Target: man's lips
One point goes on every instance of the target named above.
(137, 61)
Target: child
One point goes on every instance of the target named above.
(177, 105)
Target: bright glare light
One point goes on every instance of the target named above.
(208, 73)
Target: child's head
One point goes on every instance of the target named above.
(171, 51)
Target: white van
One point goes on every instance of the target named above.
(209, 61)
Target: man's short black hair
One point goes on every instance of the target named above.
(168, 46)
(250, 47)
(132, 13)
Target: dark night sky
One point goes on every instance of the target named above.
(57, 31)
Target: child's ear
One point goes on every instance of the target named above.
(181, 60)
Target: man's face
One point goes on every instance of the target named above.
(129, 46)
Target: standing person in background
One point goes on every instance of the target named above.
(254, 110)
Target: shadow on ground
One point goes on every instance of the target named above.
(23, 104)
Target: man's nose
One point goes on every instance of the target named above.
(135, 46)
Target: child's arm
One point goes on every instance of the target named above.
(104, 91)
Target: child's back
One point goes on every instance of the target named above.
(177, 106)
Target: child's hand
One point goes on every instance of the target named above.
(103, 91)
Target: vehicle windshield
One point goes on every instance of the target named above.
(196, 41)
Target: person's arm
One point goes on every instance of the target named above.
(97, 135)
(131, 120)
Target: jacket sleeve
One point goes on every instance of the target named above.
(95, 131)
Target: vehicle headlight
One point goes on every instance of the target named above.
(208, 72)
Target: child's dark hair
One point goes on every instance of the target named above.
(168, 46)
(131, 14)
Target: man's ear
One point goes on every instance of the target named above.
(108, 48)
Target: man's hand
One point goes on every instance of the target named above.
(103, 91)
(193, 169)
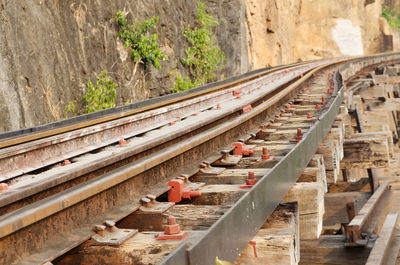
* * *
Where does "child" appear in the records above? Copy every line that has it.

Target: child
Target: child's head
Target: child's ear
Target: child's arm
Target: child's back
Target: child's hand
Target: child's dark hair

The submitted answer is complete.